-------- EXTRACT PROVIDED --------

October 15, 2019

With red sandstone coastlines, kilometres of beaches and unique location in the middle of the Gulf of St. Lawrence, the Magdalen Islands have a magnetism like few places.

The small archipelago relies on the surrounding sea for its two main industries: fishing and tourism.

But that crisp, salty air that holds such an appeal is also a curse.

"My childhood memories are at my family beach shack, where we all laugh and cry," said Isabelle Cormier, whose cottage sits along the main road, Route 199, in Havre-Aux-Maisons.

The simple house was built by her family and cherished for generations; it has served as a gathering place for years, protected by a six-metre-high sand dune which stretched for almost 19 metres along the beach in front of the property.

But that massive, protective dune no longer exists. The cottage now sits directly on the beach, waves almost lapping at its doorstep.

"We went from having this beautiful sand dune protection to nothing — naked," Cormier said.

Erosion has always been a fact of life for the nearly 13,000 residents of the Magdalen Islands, a part of Quebec which sits about 150 kilometres northeast of Prince Edward Island.

--------

■ WORK ORDER: Proceed with the article on erosion in the Magdalen Islands, picking up right after its last sentence. The lines that follow are not needed for this.

-------- SUPPLIED MATERIAL --------

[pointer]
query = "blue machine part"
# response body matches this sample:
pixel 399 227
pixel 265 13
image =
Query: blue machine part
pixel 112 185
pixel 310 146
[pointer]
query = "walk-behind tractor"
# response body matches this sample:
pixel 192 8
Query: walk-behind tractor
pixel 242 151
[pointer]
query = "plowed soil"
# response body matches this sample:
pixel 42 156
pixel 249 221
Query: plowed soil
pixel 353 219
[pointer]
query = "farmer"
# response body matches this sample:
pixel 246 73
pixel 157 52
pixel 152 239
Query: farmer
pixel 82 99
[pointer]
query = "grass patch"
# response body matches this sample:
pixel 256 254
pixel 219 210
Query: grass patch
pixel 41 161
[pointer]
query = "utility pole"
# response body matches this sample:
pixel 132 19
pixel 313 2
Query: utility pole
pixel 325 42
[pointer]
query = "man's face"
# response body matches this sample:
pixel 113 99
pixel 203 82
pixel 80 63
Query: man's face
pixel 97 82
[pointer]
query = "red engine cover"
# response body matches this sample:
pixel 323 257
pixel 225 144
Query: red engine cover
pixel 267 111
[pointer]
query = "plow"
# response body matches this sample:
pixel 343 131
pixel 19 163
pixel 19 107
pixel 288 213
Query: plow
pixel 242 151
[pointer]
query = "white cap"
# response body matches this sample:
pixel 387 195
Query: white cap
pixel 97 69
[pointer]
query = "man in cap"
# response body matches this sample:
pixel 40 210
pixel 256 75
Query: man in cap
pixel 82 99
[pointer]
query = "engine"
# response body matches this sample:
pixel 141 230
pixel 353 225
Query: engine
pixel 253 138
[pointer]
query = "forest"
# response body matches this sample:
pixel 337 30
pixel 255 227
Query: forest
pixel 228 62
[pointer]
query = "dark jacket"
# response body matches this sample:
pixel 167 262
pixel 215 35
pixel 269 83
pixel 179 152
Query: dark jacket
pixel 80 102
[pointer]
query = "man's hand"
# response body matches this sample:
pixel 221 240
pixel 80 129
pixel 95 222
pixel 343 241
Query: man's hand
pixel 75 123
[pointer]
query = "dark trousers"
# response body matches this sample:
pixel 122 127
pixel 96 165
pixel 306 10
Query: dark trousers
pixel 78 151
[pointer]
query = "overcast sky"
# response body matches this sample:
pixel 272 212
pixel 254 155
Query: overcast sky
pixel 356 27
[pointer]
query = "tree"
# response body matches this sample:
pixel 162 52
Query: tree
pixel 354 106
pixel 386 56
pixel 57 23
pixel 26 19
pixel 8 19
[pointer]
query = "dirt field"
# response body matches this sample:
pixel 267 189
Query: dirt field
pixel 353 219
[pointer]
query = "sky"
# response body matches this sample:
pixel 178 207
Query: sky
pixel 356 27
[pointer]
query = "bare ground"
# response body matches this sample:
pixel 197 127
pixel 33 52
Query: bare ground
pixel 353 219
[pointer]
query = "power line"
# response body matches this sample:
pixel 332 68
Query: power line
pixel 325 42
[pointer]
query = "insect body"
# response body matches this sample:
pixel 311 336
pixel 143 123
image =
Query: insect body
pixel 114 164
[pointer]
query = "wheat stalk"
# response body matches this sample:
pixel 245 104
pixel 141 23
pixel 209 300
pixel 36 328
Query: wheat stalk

--------

■ EXERCISE ANSWER:
With coastlines of sandstone and a main road built mostly on dunes, it has been considered part of the natural state of things that, bit by bit, year after year, the land slowly receded inward.

Researchers from Université du Québec à Rimouski have been monitoring erosion on the islands for decades. In one study, they estimated that from 1963 to 2008, the shoreline of the islands naturally eroded an average of 24 centimetres per year.

Isabelle Cormier speaks about the erosion that has happened in front of her family's beach shack in Havre-Aux-Maisons.

However, more recent UQAR studies have found that amount has doubled since 2005, with erosion amounting to about 46 centimetres — or half a metre — per year.

Storms, too, are normal on the archipelago. The Magdalen Islands are in part populated by the descendants of those who were shipwrecked. Two of those shipwrecks are still visible for all to see.

But things have changed in recent months, as the effects of climate change have left the area devastatingly vulnerable.

First came a powerful windstorm in November 2018. Then post-tropical storm Dorian hit in September.

The effects of the twin storms

In Cap-aux-Meules, considered the downtown core of the islands, a chunk has been taken out of a popular coastal path, as well as part of a parking lot.

It has happened before, sections receding inland slowly. But this time, the land gave way in a matter of hours, with the erosion occurring dangerously close to the region's only hospital.

The Magdalen Islands aren't typically hit with big storms in September. The hurricanes that batter the coasts of Florida and the Carolinas are usually so weakened by the time they spin this far north, local residents would hardly call them storms.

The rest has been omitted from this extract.